> _Text segment_:
To avoid stagnation, you need to keep proving value so you don’t get taken
for granted. One of the ways you can retain value is by recommending more
services that will genuinely relieve your customer’s issues. To do that, you
need a deeper understanding of an organisation’s machinations and
problems, which is only acquired through trust.
Such issues may not have been apparent in the early days of your
engagement. They may not have been the highest priority. It’s possible there
was no budget to address those issues at the time, but the customer has just
had a big sale or an investment. The customer may not have known you
offer certain services or they may not have understood that you could solve
additional problems for them. They may not have realised there was a
problem until you pointed it out. Maybe you’ve unlocked new opportunities
to build on what you’ve done before. Maybe the market has changed.
Maybe you’ve added new service lines or products.
Whatever the catalyst, there’s a win-win by continuing the process of
marketing and sales with your existing customer database. It’s not about
bleeding them dry. It’s about deepening the relationship and establishing a
cadence where customers are delighted to keep coming back for more, like
hungry diners at an all-you-can-eat buffet.

> _Coordinate annotation entries_:

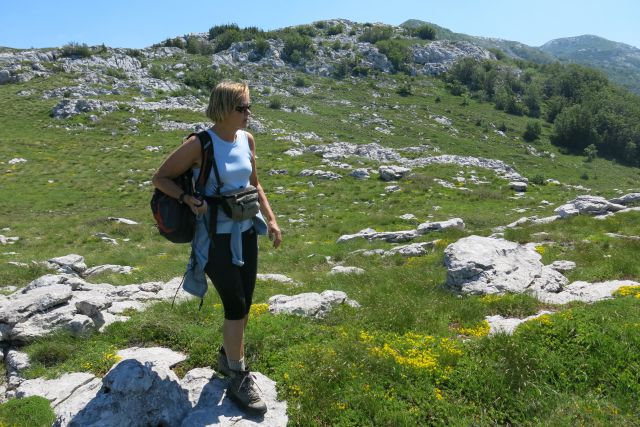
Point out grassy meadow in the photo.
[0,55,640,426]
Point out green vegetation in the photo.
[0,24,640,426]
[61,42,93,58]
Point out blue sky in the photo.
[0,0,640,48]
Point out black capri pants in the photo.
[205,227,258,320]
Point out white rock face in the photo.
[329,265,364,276]
[444,236,638,304]
[536,280,640,304]
[554,196,625,218]
[39,347,288,427]
[269,290,359,318]
[256,273,295,284]
[485,310,552,336]
[0,278,192,342]
[378,166,411,182]
[444,236,567,294]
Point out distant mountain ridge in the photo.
[400,19,640,94]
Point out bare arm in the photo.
[247,132,282,248]
[152,136,207,215]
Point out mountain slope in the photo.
[540,35,640,93]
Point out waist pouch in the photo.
[213,185,260,221]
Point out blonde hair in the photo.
[206,80,249,123]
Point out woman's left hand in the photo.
[267,220,282,249]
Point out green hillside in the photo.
[0,21,640,426]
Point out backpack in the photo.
[150,130,213,243]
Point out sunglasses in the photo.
[235,104,251,113]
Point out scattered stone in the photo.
[83,264,133,277]
[549,261,576,273]
[378,166,411,182]
[485,310,553,336]
[107,216,138,225]
[509,181,527,192]
[417,218,465,234]
[382,240,438,257]
[398,214,417,221]
[269,290,360,319]
[554,196,625,218]
[444,236,568,294]
[257,273,296,285]
[536,280,640,304]
[329,265,364,276]
[609,193,640,205]
[298,169,342,181]
[0,234,20,245]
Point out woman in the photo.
[153,81,282,415]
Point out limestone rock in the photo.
[180,368,288,427]
[378,166,411,182]
[444,236,567,294]
[485,310,552,336]
[55,359,191,427]
[269,290,359,318]
[16,372,96,407]
[329,265,364,276]
[536,280,640,304]
[417,218,464,234]
[554,196,625,218]
[256,273,295,284]
[83,264,133,277]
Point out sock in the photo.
[227,356,246,371]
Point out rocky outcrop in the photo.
[444,236,638,304]
[11,347,288,427]
[269,290,360,319]
[485,310,552,336]
[337,218,464,243]
[0,274,189,343]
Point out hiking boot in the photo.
[218,347,231,377]
[227,369,267,415]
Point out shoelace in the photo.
[238,372,262,400]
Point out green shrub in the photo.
[282,32,315,64]
[162,37,187,49]
[293,76,309,87]
[522,122,542,142]
[269,97,282,110]
[358,25,393,44]
[184,66,223,92]
[327,24,344,36]
[253,38,271,58]
[0,396,56,427]
[529,174,546,185]
[584,144,598,162]
[149,64,165,79]
[104,67,129,80]
[214,28,243,53]
[209,24,240,40]
[411,24,436,40]
[61,42,93,58]
[396,83,413,96]
[376,40,411,72]
[186,36,213,55]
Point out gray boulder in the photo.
[485,310,552,336]
[444,236,568,294]
[609,193,640,205]
[269,290,359,319]
[378,166,411,182]
[55,359,191,427]
[554,196,625,218]
[180,368,288,427]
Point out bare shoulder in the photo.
[244,130,256,151]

> _Stated exercise_:
Answer these questions about the text on existing customers:
(a) What is a deeper understanding of an organization's problems acquired through?
(b) What does the text say continued marketing and sales with existing customers is not about?
(c) To whom does it compare customers who are delighted to keep coming back for more?
This listing was taken from a separate source and has no connection to the text on existing customers.

> _Worked answer_:
(a) Trust.
(b) Bleeding them dry.
(c) Hungry diners at an all-you-can-eat buffet.